§ **Задание A**
Преобразуйте в нумерованный список строки данных начиная со строки, содержащей «Reviewer note: check that every instance of the human», и до конца строк данных включительно. Пустые строки в список не включайте.

§ **Статья**
□ □ □ □ □ □ □

Смоленское влияние на Полоцк и его уделы, как уже мы видели, падает, князья его пытаются вступить в союз с Ольговичами и оказывают им значительную поддержку. Но Ольговичи, со своей стороны, плохо поддерживают полочан и лишь пользуются их помощью во время нашествий на Давыда, не оказывая им помощи в свою очередь. Последним походом своим, как мы видели, Давыд достиг того, что ему был уступлен Витебск, хотя в условиях о мире об этом не говорится, но уступка эта ясна и так. В походе 1180 года Ольговичей на Друцк мы видим в числе их союзников Брячислава Васильковича из Витебска. А в 1195 году, т.е. 4 года спустя после Давыдова похода, Витебск находился уже в безусловной зависимости у смоленских князей.

План Смоленска в XIII-XIV вв. (по Н.В. Сапожникову)

Когда начались известные уже нам переговоры о Киевском столе между Ольговичами и Ростиславичами, первые, очевидно, сильно добивались завладения Витебском. Это вполне понятно, потому что они тогда имели бы в своем владении город, находящийся в самой земле Полоцкой, могли бы значительно усилить свое влияние в этой области и постоянно мешать политическим видам князя Смоленского. Рюрик Ростиславич уступил Витебск Ольговичам, но с тем, что он предварительно переговорит с Давидом. Ольговичи же поторопились занять город. Ярослав послал туда племянника своего Олега Святославича, к нему присоединились разные удельные полоцкие князья. Давыд послал под начальством Мстислава Романовича войска, которые, благодаря успеху полочан, и потерпели поражение; Мстислав Романович был взят в плен.

В каком отношении к Давыду находился Витебск, видно из того, что Ростиславичи распоряжаются им как своим городом, хотя и был здесь свой князь, зять Давыдов, вероятно, один из князей полоцких. Карамзин называет его Васильком.

Хотя, как известно, Давыду и удалось удержать за собою Витебск, однако влияние его на Полоцкую землю, как мы видели, все более и более ограничивалось; он, потеряв влияние над самим Полоцком, поддерживал князей Друцких, но один из них, Борис Рогволодович, был в числе союзников Ольговичей и пленил Мстислава Романовича во время только что описанного похода.

□ □ □ □ □ □ □

Данные разметки координат
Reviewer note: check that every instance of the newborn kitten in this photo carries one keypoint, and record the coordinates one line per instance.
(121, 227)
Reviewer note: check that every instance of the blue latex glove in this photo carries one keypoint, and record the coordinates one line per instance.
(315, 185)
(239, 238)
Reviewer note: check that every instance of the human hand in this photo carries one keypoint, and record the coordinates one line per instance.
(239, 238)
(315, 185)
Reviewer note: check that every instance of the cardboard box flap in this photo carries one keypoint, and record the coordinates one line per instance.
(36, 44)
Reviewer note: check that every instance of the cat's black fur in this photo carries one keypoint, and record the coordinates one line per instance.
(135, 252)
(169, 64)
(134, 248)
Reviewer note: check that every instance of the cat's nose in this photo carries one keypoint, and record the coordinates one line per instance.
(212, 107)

□ □ □ □ □ □ □

§ **Задание B**
Чем статья объясняет стремление Ольговичей завладеть Витебском? Ответ дайте в одном–трех предложениях.

§ **Полный ответ A**
1. Reviewer note: check that every instance of the human hand in this photo carries one keypoint, and record the coordinates one line per instance.
2. (239, 238)
3. (315, 185)
4. Reviewer note: check that every instance of the cardboard box flap in this photo carries one keypoint, and record the coordinates one line per instance.
5. (36, 44)
6. Reviewer note: check that every instance of the cat's black fur in this photo carries one keypoint, and record the coordinates one line per instance.
7. (135, 252)
8. (169, 64)
9. (134, 248)
10. Reviewer note: check that every instance of the cat's nose in this photo carries one keypoint, and record the coordinates one line per instance.
11. (212, 107)

§ **Полный ответ B**
Владея Витебском, Ольговичи получили бы город в самой земле Полоцкой. Так они могли бы значительно усилить свое влияние в этой области и постоянно мешать политическим видам князя Смоленского.